* The problem
For this exercise, reproduce the entries below exactly, but only from the line containing "Ground red race car in the image above." through the line containing "Ground side window", both included.

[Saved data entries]
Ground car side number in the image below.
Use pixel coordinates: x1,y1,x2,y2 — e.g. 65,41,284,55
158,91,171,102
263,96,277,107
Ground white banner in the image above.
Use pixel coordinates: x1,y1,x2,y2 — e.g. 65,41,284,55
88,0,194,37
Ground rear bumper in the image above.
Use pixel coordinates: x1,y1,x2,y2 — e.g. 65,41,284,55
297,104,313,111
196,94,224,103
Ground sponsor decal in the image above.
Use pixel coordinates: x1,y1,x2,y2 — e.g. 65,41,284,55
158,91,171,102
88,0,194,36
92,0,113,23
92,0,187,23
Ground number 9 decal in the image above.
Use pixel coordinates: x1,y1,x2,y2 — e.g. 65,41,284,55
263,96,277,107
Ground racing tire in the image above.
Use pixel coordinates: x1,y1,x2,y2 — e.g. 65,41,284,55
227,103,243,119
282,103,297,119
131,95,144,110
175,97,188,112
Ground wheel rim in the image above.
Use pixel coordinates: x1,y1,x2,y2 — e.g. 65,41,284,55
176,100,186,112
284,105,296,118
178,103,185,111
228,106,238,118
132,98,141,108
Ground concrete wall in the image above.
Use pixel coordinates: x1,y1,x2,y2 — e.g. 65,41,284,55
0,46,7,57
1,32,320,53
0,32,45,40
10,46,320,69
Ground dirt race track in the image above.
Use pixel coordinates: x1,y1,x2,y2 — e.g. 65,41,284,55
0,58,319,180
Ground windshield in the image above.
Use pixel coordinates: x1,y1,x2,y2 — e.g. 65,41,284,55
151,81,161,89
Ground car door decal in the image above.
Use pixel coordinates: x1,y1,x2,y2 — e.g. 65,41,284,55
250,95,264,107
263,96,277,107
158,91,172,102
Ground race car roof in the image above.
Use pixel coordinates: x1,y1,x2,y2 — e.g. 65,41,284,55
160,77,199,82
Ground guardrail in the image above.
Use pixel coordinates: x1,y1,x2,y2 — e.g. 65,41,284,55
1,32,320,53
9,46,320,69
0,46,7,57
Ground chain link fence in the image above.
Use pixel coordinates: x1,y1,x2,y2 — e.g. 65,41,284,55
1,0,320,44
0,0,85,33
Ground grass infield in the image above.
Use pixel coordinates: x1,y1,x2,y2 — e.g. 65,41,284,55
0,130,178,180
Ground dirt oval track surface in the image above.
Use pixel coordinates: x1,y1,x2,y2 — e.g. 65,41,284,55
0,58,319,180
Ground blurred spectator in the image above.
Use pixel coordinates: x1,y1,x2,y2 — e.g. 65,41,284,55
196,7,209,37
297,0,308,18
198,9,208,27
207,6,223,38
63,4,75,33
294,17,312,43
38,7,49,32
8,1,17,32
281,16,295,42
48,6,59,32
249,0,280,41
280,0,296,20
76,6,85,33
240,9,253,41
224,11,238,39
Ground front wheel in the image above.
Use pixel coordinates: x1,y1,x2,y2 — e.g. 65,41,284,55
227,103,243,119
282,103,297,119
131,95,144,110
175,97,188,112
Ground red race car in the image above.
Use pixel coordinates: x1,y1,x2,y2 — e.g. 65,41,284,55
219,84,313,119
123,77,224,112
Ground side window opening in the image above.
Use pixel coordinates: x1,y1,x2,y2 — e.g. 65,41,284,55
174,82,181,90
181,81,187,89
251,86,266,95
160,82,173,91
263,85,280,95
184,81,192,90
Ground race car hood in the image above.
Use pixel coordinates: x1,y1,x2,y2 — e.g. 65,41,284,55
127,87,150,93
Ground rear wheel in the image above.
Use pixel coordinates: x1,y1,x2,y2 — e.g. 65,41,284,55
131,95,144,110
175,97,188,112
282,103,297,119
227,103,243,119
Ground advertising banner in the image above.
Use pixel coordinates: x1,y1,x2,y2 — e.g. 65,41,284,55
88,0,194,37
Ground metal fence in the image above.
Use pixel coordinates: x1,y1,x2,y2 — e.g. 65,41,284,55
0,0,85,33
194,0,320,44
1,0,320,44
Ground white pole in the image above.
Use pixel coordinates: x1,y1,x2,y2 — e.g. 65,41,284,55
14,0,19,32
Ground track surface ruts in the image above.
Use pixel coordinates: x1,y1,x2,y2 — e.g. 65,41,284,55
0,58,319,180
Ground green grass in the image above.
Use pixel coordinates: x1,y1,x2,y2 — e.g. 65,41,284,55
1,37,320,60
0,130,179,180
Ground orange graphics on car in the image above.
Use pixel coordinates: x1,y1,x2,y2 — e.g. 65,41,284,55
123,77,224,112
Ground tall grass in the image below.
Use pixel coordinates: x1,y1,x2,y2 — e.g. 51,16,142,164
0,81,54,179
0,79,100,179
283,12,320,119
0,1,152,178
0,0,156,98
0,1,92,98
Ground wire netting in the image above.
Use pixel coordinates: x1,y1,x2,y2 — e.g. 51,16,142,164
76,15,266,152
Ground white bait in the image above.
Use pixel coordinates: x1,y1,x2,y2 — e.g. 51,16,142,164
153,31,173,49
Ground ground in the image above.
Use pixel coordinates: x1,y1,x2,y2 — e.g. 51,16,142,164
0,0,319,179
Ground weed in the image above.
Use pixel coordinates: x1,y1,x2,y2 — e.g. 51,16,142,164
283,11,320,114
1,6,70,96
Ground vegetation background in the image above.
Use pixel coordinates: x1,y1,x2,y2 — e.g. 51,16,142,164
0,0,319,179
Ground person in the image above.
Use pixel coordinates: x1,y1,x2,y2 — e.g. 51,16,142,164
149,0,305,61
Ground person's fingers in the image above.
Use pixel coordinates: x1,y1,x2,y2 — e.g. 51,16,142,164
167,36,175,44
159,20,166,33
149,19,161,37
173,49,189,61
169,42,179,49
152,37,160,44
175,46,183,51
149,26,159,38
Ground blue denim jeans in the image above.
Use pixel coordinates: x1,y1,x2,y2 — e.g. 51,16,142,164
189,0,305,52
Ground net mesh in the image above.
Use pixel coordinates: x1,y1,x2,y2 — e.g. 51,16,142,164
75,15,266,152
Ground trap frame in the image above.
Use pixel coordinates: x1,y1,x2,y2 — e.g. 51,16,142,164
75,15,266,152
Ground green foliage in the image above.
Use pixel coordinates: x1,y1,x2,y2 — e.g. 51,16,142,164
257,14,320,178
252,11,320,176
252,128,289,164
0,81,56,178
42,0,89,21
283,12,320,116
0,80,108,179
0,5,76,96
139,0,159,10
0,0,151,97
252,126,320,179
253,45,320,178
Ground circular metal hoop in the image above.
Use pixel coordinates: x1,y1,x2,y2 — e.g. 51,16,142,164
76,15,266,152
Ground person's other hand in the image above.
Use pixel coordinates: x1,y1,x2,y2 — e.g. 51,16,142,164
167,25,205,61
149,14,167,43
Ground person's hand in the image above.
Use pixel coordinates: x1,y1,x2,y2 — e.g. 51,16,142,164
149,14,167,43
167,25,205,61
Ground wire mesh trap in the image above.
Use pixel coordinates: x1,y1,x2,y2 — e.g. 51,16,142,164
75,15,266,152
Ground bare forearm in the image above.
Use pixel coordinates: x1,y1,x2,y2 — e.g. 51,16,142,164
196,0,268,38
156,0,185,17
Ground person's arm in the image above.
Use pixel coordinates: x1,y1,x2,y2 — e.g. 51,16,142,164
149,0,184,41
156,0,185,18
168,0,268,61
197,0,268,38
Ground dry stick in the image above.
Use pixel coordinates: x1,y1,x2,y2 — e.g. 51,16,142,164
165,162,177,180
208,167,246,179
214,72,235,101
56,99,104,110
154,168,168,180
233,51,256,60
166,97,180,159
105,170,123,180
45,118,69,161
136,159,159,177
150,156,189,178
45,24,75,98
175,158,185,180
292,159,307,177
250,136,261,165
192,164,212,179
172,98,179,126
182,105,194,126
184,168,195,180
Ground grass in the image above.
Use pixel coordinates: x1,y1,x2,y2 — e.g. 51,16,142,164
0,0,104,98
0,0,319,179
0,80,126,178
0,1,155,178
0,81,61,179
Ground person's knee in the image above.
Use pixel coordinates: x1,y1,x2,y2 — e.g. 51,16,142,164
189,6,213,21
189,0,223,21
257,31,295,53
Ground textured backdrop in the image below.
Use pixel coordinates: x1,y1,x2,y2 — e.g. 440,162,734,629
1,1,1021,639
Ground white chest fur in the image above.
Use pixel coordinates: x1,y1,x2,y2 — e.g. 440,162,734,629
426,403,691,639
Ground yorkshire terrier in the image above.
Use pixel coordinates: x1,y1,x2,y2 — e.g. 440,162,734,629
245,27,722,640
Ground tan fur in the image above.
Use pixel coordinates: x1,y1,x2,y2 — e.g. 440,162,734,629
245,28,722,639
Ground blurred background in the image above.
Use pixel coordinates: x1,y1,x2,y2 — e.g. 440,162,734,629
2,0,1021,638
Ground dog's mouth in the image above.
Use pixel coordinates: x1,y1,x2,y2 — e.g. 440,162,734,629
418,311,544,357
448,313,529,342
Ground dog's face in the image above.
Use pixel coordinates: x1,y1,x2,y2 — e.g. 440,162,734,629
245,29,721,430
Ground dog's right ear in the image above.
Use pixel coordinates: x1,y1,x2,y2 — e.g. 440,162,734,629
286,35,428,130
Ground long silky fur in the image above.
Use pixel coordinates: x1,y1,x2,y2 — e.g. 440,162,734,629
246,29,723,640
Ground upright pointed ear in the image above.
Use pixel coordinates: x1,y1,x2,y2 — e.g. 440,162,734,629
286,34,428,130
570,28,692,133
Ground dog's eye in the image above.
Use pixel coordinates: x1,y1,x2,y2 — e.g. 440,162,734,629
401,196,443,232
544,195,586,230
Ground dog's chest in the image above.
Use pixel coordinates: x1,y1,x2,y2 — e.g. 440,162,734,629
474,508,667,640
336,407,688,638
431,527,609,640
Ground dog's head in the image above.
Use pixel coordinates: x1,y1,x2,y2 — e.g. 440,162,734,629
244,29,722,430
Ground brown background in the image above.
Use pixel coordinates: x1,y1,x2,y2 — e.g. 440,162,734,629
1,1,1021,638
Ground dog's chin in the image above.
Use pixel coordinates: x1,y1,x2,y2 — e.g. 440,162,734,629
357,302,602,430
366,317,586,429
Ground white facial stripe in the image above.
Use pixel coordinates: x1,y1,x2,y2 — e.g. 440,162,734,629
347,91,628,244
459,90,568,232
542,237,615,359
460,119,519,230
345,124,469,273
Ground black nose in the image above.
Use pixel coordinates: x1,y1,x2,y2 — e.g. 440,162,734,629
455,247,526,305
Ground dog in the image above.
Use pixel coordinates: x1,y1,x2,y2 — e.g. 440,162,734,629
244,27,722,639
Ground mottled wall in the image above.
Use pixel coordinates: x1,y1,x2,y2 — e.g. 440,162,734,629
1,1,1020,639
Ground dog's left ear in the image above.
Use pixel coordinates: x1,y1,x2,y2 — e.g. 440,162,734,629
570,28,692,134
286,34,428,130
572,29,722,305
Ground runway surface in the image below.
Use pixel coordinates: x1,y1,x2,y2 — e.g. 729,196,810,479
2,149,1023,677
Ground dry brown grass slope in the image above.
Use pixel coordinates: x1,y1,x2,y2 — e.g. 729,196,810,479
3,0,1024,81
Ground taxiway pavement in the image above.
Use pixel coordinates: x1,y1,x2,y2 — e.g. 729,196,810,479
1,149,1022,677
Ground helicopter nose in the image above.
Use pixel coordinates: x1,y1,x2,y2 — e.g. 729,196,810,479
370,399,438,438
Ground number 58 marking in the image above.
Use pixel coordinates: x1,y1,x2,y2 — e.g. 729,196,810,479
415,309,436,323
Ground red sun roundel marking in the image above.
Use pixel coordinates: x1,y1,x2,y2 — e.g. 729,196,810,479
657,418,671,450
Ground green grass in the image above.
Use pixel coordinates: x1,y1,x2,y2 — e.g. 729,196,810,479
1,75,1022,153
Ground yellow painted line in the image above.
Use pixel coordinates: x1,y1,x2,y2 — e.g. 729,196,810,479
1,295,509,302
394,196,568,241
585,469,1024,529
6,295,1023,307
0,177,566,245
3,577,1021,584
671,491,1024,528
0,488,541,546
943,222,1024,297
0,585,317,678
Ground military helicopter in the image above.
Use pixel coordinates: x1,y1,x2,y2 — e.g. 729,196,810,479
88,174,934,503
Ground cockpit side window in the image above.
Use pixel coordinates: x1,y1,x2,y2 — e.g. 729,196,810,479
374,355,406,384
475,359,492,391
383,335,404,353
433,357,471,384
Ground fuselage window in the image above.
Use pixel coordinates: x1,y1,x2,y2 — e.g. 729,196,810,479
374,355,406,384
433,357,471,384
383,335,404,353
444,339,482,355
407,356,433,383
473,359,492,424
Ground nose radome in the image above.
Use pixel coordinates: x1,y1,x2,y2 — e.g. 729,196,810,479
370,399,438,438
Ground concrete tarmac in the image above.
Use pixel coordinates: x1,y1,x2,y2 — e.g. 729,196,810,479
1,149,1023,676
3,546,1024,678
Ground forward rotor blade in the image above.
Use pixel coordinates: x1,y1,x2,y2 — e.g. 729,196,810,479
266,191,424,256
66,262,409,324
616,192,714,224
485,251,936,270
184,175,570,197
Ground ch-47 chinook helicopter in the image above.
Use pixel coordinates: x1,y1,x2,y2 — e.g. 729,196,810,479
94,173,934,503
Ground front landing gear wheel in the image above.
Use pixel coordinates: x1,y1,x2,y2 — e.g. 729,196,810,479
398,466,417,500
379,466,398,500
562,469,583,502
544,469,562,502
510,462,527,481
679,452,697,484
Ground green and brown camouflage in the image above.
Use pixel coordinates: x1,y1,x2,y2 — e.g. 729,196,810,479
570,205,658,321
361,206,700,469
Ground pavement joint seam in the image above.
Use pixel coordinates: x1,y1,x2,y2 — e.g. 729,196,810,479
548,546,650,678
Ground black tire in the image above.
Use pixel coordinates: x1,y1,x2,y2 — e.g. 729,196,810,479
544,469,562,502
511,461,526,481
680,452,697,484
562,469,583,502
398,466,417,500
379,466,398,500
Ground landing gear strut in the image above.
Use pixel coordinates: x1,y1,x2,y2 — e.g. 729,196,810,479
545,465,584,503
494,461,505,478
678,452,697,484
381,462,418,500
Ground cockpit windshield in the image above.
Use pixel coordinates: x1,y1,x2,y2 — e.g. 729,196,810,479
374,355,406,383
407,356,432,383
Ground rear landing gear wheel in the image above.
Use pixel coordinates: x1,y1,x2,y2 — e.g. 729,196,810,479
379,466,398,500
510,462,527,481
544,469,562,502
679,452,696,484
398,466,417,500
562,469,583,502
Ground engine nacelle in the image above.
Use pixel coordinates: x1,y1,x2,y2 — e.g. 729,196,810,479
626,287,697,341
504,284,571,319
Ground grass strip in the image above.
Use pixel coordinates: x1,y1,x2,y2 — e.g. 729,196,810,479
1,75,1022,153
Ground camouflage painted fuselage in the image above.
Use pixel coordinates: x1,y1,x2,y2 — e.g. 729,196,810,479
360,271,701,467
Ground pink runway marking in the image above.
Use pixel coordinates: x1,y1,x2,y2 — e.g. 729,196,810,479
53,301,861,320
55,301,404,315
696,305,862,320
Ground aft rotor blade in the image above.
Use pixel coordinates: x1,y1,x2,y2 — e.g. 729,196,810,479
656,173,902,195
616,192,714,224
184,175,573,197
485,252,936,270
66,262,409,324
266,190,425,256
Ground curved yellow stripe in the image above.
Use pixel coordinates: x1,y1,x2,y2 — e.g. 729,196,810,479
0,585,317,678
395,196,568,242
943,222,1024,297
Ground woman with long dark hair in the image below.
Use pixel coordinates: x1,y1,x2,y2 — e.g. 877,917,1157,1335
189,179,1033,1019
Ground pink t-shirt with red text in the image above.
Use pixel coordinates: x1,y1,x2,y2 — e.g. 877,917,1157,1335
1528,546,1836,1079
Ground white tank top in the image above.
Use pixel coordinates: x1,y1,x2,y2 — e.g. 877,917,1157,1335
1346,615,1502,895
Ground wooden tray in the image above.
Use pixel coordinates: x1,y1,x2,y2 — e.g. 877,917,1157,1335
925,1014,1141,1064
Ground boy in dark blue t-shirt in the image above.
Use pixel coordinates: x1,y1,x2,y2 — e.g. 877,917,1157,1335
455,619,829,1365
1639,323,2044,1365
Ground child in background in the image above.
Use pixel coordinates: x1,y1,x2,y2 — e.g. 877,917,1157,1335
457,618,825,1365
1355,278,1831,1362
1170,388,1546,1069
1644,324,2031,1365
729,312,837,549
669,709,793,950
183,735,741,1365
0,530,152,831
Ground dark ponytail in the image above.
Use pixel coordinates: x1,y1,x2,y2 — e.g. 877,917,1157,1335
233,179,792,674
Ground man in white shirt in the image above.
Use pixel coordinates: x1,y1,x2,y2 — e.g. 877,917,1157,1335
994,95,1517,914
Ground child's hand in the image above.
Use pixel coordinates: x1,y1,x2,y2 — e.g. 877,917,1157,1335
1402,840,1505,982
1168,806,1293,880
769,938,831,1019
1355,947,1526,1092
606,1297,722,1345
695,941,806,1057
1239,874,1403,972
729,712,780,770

* Result for this task
Ground red race car in the image above.
Use pixel coordinates: x1,y1,x2,y2 — e.g. 65,41,284,55
219,84,313,119
123,77,224,112
Ground side window opening in the image above.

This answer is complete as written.